<<<<
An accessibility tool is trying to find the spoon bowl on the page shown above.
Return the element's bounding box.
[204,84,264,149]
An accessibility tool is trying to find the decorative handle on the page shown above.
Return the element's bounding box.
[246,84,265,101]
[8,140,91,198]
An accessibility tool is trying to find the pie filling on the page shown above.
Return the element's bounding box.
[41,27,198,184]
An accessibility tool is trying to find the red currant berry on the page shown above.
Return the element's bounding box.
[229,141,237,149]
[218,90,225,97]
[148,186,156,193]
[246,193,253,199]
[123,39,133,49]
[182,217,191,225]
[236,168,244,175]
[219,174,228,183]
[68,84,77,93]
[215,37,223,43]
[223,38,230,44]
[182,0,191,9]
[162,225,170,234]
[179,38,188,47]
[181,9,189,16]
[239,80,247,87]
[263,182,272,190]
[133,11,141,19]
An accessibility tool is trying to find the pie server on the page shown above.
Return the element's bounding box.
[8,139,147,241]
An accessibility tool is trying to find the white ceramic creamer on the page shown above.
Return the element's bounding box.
>>>>
Task goal – Look through the listing and extract every line with "tool" in it.

Task result –
An accessibility tool is trying to find the spoon bowl on the page shown above.
An accessibility tool is trying to find the decorative handle on the page shown above.
An accessibility tool is trying to find the pie filling on the page shown above.
An accessibility tool is trying to find the red currant berry on the page shown above.
An accessibility tool is trying to find the pie server on the page shown above.
An accessibility tool is trying to find the white ceramic creamer on the page shown above.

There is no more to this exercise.